• CONSEGNE:
1 - Elenca tutte le persone che il brano su Dante e la poesia definisce espressamente «poeta».
2 - Traduci in inglese questa frase del brano su Dante e la poesia: «La Commedia è un trofeo della lingua e della poesia e, allo stesso tempo, un trofeo dello spirito.»
3 - Restituisci senza modifiche la porzione del brano su Dante e la poesia compresa tra le parole "E sbaglia in" e le parole "Dante tra forma e contenuto.", entrambe incluse.

• BRANO ASSEGNATO:
--- --- ---

[Tra un po’ uscirà la seconda edizione rivista del mio “Dante, nostro contemporaneo” (Castelvecchi). Pubblico qui una versione leggermente modificata di uno dei capitoli finali.]
1. L’idea di poesia è molto cambiata rispetto all’età di Dante. E in particolare è mutata la percezione del rapporto tra forma e contenuto. La nostra visione è generalmente molto simile a quella del premio Nobel per la Letteratura del 2016, Bob Dylan, che rifiuta sempre di rispondere a domande sul significato delle sue canzoni.
«Non dipingetemi come un uomo con un messaggio», ha dichiarato, «Tutto quel che posso sperare di fare è cantare quello che penso» 1. È un concetto simile a quello che Wystan Auden esprime in In memory of W.B. Yeats, scritta per la morte del poeta irlandese 2:
perché la poesia nulla fa accadere: sopravvive / nella valle del suo farsi, dove i capiufficio / non oserebbero mai ficcare il naso; scorre verso sud / da fattorie d’isolamento e di angosce indaffarate, / spoglie città in cui crediamo e moriamo; sopravvive, / un modo di accadere, una bocca.
[For poetry makes nothing happen: it survives / In the valley of its saying where executives / Would never want to tamper; it flows south / From ranches of isolation and the busy griefs, / Raw towns that we believe and die in; it survives, / A way of happening, a mouth.]
Questa è la percezione dei poeti; ma è anche la posizione di molti filosofi. Persino uno dei pensatori più profondi del Novecento, il colombiano Nicolás Gómez Dávila, generalizzando, sbaglia; per lui la poesia è infatti «il trofeo linguistico di una disfatta spirituale» 3.
Ma queste parole non hanno senso se applicate alla Commedia, né al personaggio né all’uomo Dante, che aveva subito molte sconfitte politiche, e forse anche ideologiche, ma non certo spirituali. La Commedia è un trofeo della lingua e della poesia e, allo stesso tempo, un trofeo dello spirito.
E sbaglia in fondo anche il poeta russo Osip Mandel’štam, quando utilizza questa concezione di poesia 4:
Immaginate un monumento di granito eretto in onore del granito e, si direbbe, col proposito di rivelare l’idea di granito: avrete così un’immagine abbastanza chiara del rapporto che si stabilisce in Dante tra forma e contenuto.
Immagini suggestive, ma difficilmente applicabili a Dante. Questa idea della prevalenza della forma sul contenuto è però diffusa. In un saggio dantesco di qualche anno fa si trovava ad esempio in epigrafe una frase che il poeta Mallarmé avrebbe rivolto al pittore Dégas e che è riferita da un altro poeta, Valéry. Un giorno Dégas avrebbe detto infatti a Mallarmé: «Il vostro lavoro è infernale. Io non riesco a fare quello che voglio, eppure sono pieno di idee». E Mallarmé avrebbe risposto: «Non è con le idee, mio caro Dégas, che si fanno i versi. Si fanno con le parole» 5.

--- --- ---

Voci di identificazione della posizione:
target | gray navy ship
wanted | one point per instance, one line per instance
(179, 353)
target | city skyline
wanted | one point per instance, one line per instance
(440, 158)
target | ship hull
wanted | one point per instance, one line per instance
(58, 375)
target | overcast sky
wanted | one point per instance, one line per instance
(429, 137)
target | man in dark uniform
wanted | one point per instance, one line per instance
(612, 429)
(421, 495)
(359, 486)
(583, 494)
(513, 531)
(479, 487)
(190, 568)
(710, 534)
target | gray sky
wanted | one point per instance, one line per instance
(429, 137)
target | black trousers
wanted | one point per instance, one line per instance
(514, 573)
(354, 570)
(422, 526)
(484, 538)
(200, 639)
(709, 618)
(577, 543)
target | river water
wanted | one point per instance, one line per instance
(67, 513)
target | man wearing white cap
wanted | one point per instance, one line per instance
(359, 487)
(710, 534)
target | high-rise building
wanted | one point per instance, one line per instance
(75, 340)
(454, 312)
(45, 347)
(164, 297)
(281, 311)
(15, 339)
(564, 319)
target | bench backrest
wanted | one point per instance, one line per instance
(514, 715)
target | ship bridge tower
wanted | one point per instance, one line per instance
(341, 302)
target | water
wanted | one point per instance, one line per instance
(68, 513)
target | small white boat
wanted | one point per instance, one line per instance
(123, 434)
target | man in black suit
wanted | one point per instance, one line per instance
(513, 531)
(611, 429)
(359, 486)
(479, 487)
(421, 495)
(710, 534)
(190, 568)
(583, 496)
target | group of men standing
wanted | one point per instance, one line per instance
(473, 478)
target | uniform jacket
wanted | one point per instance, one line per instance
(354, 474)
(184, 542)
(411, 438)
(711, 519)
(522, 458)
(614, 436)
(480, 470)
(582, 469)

--- --- ---

• RISPOSTE SVOLTE:
1 - W.B. Yeats, Osip Mandel'štam, Mallarmé, Valéry

2 - The Commedia is a trophy of language and of poetry and, at the same time, a trophy of the spirit.

3 -
E sbaglia in fondo anche il poeta russo Osip Mandel’štam, quando utilizza questa concezione di poesia 4:
Immaginate un monumento di granito eretto in onore del granito e, si direbbe, col proposito di rivelare l’idea di granito: avrete così un’immagine abbastanza chiara del rapporto che si stabilisce in Dante tra forma e contenuto.